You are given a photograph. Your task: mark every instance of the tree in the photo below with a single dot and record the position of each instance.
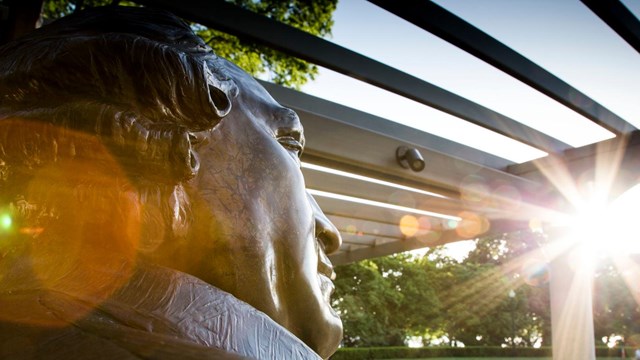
(383, 301)
(314, 17)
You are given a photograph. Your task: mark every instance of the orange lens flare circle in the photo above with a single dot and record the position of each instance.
(79, 221)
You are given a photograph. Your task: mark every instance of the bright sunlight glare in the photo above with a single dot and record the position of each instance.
(609, 229)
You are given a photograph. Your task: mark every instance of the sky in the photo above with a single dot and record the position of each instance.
(564, 37)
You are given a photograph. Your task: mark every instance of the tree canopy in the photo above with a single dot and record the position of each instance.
(314, 17)
(497, 296)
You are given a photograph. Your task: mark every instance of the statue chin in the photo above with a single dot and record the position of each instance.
(157, 206)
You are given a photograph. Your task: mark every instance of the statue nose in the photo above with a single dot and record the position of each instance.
(326, 233)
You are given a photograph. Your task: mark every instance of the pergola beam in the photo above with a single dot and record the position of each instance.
(245, 24)
(449, 27)
(619, 18)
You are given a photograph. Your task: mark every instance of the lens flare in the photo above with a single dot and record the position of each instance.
(5, 222)
(409, 225)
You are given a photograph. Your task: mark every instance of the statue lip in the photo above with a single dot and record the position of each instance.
(325, 267)
(290, 143)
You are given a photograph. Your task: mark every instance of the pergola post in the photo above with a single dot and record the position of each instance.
(571, 306)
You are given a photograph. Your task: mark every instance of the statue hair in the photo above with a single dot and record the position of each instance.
(136, 79)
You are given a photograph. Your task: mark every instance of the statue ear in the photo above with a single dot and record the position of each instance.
(221, 91)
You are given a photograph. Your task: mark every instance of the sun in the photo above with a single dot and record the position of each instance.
(608, 229)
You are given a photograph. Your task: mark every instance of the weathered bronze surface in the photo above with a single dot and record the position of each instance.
(152, 201)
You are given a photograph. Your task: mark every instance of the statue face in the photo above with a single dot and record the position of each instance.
(256, 232)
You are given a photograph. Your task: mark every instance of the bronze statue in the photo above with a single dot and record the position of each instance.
(155, 203)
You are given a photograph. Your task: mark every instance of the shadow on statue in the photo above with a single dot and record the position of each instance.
(152, 201)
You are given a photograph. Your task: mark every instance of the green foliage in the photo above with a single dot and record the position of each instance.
(383, 300)
(314, 17)
(437, 352)
(615, 310)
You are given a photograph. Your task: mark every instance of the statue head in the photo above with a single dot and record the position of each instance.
(123, 136)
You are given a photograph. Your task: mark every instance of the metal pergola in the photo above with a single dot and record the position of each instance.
(350, 140)
(353, 141)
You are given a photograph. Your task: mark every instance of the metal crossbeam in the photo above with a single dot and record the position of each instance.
(449, 27)
(245, 24)
(619, 18)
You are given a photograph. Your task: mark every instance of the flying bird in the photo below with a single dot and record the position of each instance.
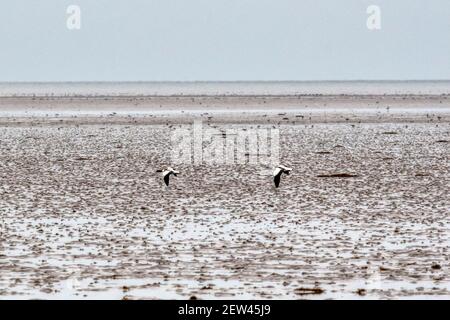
(278, 172)
(167, 173)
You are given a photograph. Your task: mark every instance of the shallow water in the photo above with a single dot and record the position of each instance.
(84, 215)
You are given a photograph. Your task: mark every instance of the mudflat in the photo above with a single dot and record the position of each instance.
(364, 214)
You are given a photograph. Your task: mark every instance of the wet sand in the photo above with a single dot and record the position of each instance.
(364, 214)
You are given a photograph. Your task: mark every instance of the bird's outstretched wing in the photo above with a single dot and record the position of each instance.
(166, 178)
(277, 179)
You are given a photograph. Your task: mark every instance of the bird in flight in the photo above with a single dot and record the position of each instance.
(167, 173)
(278, 172)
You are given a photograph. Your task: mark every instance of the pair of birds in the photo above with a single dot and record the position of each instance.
(277, 173)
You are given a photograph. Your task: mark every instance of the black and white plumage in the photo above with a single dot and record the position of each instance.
(278, 172)
(166, 173)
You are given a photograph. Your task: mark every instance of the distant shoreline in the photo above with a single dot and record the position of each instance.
(221, 89)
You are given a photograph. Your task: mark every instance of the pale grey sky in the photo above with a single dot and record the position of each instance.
(188, 40)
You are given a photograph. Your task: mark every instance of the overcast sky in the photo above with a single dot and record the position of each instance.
(187, 40)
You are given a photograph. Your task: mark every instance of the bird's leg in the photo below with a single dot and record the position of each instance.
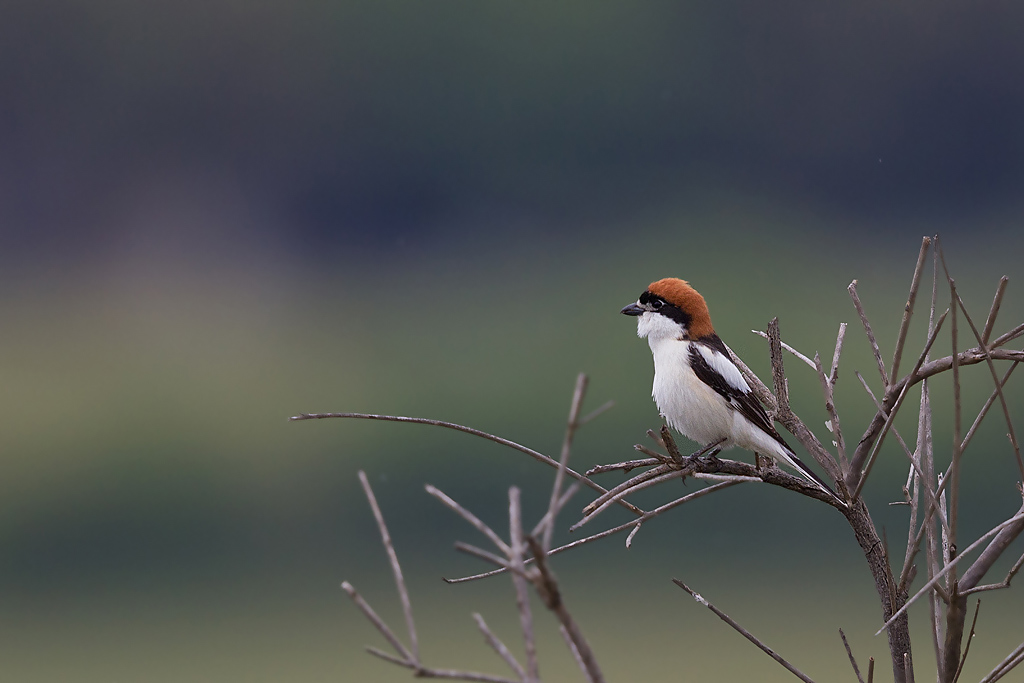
(670, 444)
(713, 459)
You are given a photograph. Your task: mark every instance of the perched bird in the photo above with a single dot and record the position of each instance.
(697, 388)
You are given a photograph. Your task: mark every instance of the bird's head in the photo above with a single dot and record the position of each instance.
(671, 308)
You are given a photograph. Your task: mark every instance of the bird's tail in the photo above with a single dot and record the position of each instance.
(796, 464)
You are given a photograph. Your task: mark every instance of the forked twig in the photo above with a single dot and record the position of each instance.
(743, 632)
(970, 639)
(616, 529)
(570, 429)
(540, 457)
(1006, 666)
(908, 308)
(938, 577)
(517, 548)
(407, 605)
(788, 348)
(1004, 584)
(499, 646)
(867, 330)
(994, 309)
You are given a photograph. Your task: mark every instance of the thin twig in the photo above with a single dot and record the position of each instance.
(450, 674)
(547, 589)
(622, 527)
(849, 652)
(994, 309)
(834, 424)
(570, 428)
(1004, 584)
(970, 638)
(470, 517)
(540, 457)
(374, 619)
(1006, 666)
(407, 605)
(908, 308)
(574, 651)
(1008, 337)
(892, 413)
(867, 329)
(988, 403)
(927, 587)
(914, 467)
(499, 646)
(834, 373)
(787, 348)
(519, 582)
(743, 632)
(998, 384)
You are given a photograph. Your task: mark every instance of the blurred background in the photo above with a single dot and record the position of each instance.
(215, 215)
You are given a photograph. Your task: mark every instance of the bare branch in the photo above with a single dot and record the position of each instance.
(743, 632)
(970, 638)
(570, 428)
(914, 466)
(849, 653)
(540, 457)
(777, 371)
(787, 348)
(622, 527)
(603, 408)
(931, 584)
(450, 674)
(785, 414)
(908, 308)
(1004, 584)
(988, 404)
(837, 430)
(903, 385)
(867, 330)
(757, 386)
(834, 373)
(519, 582)
(373, 617)
(407, 605)
(1008, 337)
(499, 646)
(998, 385)
(547, 588)
(992, 552)
(994, 309)
(482, 554)
(1006, 666)
(470, 517)
(658, 475)
(574, 651)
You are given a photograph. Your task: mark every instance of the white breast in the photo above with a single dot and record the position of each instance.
(688, 404)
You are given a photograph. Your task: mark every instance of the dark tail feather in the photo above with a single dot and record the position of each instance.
(808, 473)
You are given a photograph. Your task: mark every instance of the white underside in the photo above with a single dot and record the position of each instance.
(695, 410)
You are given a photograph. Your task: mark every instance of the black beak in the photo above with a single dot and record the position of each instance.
(632, 309)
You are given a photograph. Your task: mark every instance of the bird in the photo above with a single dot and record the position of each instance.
(697, 388)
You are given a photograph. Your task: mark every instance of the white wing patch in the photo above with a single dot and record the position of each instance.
(724, 367)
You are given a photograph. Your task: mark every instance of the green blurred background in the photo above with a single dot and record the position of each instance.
(215, 215)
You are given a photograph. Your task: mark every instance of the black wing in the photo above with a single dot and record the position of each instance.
(742, 400)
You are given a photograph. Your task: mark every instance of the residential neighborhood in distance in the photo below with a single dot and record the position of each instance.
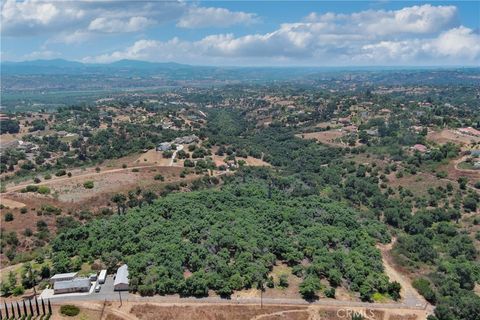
(240, 160)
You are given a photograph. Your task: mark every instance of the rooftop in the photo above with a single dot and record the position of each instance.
(75, 283)
(122, 275)
(64, 275)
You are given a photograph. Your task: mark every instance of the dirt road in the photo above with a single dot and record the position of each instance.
(410, 296)
(20, 186)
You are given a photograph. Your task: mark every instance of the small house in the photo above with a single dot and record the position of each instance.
(63, 277)
(164, 146)
(102, 276)
(121, 282)
(74, 285)
(420, 148)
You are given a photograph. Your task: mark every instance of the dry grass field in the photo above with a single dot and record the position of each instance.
(448, 135)
(229, 311)
(331, 137)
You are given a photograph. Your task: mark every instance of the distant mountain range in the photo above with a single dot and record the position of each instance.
(127, 73)
(60, 66)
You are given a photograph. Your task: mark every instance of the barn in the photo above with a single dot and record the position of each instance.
(121, 279)
(74, 285)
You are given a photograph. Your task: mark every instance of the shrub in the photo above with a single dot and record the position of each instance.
(60, 173)
(441, 174)
(88, 184)
(69, 310)
(31, 188)
(43, 190)
(28, 232)
(283, 281)
(8, 216)
(159, 177)
(18, 290)
(330, 293)
(423, 287)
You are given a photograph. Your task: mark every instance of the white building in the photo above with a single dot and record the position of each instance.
(74, 285)
(121, 279)
(63, 277)
(102, 276)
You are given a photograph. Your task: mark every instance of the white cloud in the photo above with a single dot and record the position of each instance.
(410, 20)
(198, 17)
(33, 17)
(295, 43)
(117, 25)
(458, 42)
(44, 54)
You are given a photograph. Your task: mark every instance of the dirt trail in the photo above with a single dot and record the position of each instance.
(85, 175)
(410, 296)
(279, 313)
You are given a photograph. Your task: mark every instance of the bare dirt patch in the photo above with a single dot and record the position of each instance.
(152, 157)
(331, 137)
(237, 312)
(416, 183)
(292, 291)
(10, 204)
(448, 135)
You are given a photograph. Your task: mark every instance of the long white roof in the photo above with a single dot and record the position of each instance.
(64, 275)
(75, 283)
(122, 275)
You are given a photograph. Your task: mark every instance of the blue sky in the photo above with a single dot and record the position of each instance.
(286, 33)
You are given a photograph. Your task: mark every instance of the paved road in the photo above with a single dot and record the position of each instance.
(107, 293)
(180, 147)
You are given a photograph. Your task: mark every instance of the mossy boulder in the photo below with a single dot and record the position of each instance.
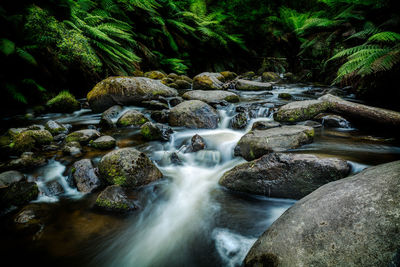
(64, 102)
(194, 114)
(155, 75)
(132, 118)
(104, 143)
(284, 175)
(85, 176)
(228, 75)
(257, 143)
(18, 193)
(285, 96)
(27, 140)
(82, 136)
(126, 91)
(211, 96)
(270, 77)
(245, 85)
(155, 131)
(239, 121)
(350, 222)
(128, 167)
(301, 110)
(9, 177)
(208, 81)
(115, 199)
(55, 128)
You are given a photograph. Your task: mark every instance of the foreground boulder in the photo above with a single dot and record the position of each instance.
(126, 91)
(128, 167)
(194, 114)
(351, 222)
(257, 143)
(155, 131)
(212, 96)
(114, 198)
(301, 110)
(132, 118)
(208, 81)
(246, 85)
(362, 112)
(284, 175)
(84, 176)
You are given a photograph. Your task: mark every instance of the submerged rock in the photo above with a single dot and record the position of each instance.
(126, 91)
(246, 85)
(331, 120)
(128, 167)
(270, 77)
(82, 136)
(194, 114)
(64, 102)
(84, 176)
(9, 177)
(211, 96)
(114, 198)
(104, 142)
(257, 143)
(350, 222)
(155, 131)
(284, 175)
(301, 110)
(132, 118)
(208, 81)
(55, 128)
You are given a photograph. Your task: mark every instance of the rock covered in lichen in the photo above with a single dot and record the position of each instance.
(128, 167)
(114, 198)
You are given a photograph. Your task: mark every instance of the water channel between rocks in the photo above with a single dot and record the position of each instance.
(185, 219)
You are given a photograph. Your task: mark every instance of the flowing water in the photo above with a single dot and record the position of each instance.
(185, 219)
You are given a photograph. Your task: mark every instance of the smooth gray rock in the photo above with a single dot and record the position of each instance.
(350, 222)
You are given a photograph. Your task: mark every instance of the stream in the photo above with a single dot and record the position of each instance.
(185, 219)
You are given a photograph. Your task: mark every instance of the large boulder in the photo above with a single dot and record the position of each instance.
(128, 167)
(194, 114)
(84, 176)
(115, 199)
(126, 91)
(257, 143)
(246, 85)
(284, 175)
(208, 81)
(211, 96)
(9, 177)
(351, 222)
(301, 110)
(83, 136)
(132, 118)
(155, 131)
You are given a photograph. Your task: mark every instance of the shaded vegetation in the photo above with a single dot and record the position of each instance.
(48, 46)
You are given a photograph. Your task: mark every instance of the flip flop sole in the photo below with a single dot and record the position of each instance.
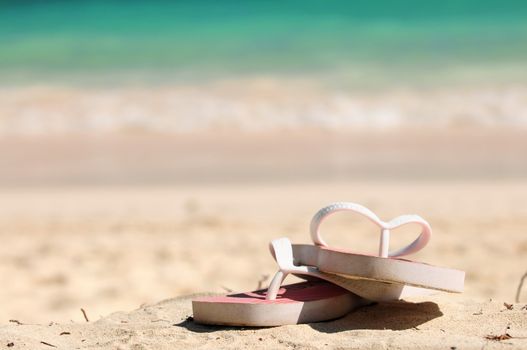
(383, 270)
(304, 302)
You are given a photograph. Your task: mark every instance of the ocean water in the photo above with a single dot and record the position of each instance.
(365, 40)
(186, 66)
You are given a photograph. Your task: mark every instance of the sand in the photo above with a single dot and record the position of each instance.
(114, 248)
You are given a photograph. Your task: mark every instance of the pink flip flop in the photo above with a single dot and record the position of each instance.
(340, 281)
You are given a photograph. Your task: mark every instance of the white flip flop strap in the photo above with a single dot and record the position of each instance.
(419, 243)
(282, 251)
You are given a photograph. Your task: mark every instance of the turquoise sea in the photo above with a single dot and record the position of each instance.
(201, 39)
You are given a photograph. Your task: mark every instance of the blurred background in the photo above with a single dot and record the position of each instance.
(151, 149)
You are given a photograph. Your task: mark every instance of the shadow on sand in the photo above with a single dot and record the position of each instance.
(398, 315)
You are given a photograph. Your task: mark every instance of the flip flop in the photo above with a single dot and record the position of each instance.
(354, 279)
(324, 297)
(398, 277)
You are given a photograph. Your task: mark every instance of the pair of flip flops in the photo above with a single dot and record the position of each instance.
(337, 281)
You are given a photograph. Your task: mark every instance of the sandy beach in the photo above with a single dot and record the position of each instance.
(106, 249)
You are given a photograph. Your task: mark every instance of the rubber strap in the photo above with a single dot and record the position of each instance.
(419, 243)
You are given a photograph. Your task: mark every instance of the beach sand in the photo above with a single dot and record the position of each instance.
(110, 248)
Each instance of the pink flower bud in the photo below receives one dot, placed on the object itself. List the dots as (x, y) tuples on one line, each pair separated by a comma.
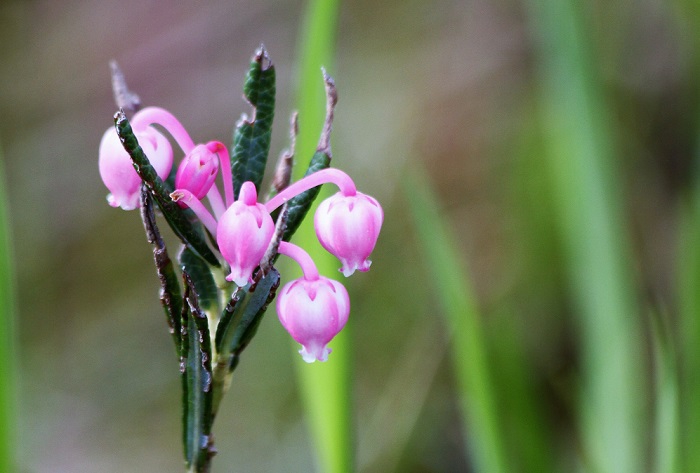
[(117, 170), (348, 226), (243, 233), (313, 312), (197, 171)]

_THE TASK_
With pictures left out, repeat exactly the lines from the line bearing "the pink flip" through the final line of the records above.

_WORKED SOLUTION_
You are given a photograph. Your task: mark every instance of the pink flip flop in the photo above with a single dot and record the position of each instance.
(340, 281)
You are given a photograph. Your task: mark every instance of the white flip flop strap in the photo above with a single dot and record the position of each instance.
(419, 243)
(282, 251)
You are given a photograph. Your task: mark every instance of the turquoise sea in the photo above with a single dot and record the position of each instance.
(201, 39)
You are given a photograph. Your task: mark every instance of the blurred background in the photo above with a single dot and record the position of each instance.
(151, 149)
You are given a photograph. Your task: mark every instance of the shadow on sand in the photo above with a single dot and record the position of each instance.
(398, 315)
You are given a photograph. Your task: mark every instance of the flip flop in the photo above with a single dot and record the position of each instance.
(354, 279)
(324, 297)
(398, 277)
You are given a photograph. Your task: mark every instance of the pair of flip flops in the photo above with a single dot and record the position of each instance.
(337, 281)
You are given a photograph. Your task: mark every instance of the sandy beach in the photo above with a single dot and record the position of each instance.
(106, 249)
You are given a photograph. Your task: mark every instance of the rubber strap in the photo above with a single dot and record the position of each instance.
(419, 243)
You are given a photograph. Your task: mark every instance of the beach sand in the photo above with a single dot and record the position of each instance.
(110, 248)
Each instance of the pink flower bud in the photo below receives one dot, placed on the object itself. List the dots as (x, y) tuples on one line, each pair separated by a comma.
[(117, 170), (348, 226), (243, 233), (313, 312), (197, 171)]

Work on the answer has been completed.